WORK INSTRUCTIONS – Lines before the one containing "the blue water" are left out; that line and every line after it, through the end of the records, are to be reproduced exactly.

DATA TO EXAMINE –

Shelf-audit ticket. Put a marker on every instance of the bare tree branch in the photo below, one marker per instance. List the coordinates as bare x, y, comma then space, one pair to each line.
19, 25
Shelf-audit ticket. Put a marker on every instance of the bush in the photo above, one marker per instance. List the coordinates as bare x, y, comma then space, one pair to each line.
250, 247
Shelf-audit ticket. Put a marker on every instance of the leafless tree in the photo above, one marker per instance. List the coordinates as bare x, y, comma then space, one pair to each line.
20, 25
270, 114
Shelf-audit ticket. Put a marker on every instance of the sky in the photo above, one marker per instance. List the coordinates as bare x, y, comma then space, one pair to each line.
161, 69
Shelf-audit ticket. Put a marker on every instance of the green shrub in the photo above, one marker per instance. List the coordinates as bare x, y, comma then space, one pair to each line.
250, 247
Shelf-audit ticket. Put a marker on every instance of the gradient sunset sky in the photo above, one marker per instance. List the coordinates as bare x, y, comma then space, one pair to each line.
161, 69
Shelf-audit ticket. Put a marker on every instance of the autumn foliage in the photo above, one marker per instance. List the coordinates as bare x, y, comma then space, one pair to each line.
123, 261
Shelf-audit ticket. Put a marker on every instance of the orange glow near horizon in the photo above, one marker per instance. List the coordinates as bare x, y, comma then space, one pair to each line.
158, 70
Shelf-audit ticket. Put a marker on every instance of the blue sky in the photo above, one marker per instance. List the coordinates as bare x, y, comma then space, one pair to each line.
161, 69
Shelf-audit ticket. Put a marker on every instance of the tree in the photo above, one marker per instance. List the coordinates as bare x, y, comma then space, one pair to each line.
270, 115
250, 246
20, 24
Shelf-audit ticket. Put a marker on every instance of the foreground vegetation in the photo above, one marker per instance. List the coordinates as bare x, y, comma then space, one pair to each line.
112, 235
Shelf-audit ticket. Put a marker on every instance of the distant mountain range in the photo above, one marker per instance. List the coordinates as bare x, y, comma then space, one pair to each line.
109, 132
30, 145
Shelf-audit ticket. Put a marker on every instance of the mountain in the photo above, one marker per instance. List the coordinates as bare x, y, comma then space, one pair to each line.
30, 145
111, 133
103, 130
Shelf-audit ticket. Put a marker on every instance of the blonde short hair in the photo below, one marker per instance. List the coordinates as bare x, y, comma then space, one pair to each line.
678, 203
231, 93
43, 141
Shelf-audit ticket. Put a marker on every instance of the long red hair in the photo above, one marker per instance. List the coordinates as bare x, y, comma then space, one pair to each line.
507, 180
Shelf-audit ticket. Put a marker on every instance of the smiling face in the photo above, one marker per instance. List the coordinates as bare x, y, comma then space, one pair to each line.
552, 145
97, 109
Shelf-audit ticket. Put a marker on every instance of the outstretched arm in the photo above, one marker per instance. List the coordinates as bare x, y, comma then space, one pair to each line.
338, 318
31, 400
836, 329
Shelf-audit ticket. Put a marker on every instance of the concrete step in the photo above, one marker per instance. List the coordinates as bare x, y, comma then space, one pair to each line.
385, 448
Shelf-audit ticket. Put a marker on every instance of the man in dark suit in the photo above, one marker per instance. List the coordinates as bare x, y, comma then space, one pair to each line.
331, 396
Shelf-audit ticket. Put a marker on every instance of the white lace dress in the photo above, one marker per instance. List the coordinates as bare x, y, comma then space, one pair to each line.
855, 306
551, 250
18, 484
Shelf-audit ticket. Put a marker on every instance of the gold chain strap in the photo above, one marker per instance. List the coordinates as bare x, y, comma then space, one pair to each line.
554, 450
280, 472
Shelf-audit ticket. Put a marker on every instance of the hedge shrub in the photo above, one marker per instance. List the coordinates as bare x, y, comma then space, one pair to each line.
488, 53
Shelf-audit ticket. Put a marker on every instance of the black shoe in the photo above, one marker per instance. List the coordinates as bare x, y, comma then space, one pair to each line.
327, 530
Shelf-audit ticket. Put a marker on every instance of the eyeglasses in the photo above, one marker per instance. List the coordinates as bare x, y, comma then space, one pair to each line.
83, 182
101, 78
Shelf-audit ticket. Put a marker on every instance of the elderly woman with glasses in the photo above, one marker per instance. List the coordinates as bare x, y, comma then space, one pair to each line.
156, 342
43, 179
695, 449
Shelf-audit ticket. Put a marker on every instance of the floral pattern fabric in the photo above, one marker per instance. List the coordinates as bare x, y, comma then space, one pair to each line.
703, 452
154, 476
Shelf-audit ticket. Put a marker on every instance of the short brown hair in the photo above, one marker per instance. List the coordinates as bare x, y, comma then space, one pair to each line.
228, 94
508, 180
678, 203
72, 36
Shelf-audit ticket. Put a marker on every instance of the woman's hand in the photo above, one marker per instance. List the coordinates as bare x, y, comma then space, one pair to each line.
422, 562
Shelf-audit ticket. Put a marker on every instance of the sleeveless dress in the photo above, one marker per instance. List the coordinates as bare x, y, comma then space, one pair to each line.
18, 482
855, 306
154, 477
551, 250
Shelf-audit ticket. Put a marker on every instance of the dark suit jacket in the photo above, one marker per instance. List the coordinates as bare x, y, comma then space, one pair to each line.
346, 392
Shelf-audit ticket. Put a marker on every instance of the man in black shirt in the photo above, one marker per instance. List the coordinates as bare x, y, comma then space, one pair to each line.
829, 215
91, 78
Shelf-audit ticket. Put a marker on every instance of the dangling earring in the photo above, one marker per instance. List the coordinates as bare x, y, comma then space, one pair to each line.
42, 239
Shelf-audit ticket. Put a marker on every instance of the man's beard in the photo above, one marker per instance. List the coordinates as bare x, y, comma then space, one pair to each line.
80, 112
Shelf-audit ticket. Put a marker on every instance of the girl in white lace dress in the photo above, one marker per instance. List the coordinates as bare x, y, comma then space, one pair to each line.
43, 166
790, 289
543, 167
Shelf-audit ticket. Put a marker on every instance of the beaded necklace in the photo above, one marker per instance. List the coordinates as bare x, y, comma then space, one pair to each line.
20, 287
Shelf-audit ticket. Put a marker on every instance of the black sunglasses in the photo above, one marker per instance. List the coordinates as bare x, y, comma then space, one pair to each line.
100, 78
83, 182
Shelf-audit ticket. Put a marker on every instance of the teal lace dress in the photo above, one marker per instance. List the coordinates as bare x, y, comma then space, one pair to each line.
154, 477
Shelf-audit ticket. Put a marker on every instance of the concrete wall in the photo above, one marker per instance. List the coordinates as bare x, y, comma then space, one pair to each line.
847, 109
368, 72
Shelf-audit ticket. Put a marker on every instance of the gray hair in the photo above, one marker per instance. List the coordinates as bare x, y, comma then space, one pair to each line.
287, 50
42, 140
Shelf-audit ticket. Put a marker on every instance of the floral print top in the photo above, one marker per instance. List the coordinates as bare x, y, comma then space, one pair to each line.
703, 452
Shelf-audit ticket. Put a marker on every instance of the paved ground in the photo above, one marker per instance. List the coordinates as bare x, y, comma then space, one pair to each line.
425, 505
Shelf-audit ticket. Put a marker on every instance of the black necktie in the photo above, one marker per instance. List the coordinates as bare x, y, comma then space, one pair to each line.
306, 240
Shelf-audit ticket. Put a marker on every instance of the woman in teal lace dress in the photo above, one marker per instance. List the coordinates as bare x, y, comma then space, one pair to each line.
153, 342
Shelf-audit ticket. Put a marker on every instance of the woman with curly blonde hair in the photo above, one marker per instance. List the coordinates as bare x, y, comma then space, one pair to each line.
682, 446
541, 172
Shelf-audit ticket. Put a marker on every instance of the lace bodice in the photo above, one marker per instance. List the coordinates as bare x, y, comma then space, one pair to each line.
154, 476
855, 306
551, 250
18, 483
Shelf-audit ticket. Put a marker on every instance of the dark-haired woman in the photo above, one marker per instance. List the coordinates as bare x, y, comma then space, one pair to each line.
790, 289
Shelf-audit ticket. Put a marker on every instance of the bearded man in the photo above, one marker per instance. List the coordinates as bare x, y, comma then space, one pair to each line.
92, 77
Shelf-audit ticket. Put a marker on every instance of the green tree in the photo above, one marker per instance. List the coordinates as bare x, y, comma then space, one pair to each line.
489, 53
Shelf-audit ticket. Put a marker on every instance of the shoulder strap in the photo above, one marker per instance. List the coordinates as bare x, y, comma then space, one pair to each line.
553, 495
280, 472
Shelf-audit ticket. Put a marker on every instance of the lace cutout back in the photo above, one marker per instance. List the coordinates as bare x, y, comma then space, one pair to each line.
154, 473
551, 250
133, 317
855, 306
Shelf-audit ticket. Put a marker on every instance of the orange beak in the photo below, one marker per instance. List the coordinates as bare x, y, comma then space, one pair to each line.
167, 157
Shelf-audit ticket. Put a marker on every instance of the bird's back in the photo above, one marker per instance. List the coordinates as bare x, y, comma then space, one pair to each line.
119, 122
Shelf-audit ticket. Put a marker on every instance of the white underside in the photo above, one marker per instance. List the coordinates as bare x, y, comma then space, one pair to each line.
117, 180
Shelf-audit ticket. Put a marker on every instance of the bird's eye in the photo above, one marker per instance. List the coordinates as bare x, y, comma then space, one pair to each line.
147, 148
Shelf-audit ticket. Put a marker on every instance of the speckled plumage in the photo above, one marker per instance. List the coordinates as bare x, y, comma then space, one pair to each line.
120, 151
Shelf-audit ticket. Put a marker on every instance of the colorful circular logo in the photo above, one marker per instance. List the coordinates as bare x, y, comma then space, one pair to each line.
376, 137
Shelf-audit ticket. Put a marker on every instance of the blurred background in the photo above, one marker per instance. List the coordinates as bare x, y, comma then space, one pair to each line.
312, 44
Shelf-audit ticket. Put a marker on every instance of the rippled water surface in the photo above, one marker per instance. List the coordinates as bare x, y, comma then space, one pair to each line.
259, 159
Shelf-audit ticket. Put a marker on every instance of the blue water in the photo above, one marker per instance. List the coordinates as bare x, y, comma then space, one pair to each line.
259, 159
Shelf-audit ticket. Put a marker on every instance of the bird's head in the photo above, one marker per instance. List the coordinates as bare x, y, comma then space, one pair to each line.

RESPONSE TO THIS EXERCISE –
Shelf-audit ticket. Put a marker on every instance of the blue water in the photo above, one marker per instance. List the coordinates as bare x, y, comma then space, one pair to each line.
259, 159
Shelf-audit ticket. Put a marker on every instance of the bird's head in the photo above, one marker per instance. List the coordinates as bare x, y, comma then space, one pair to each line.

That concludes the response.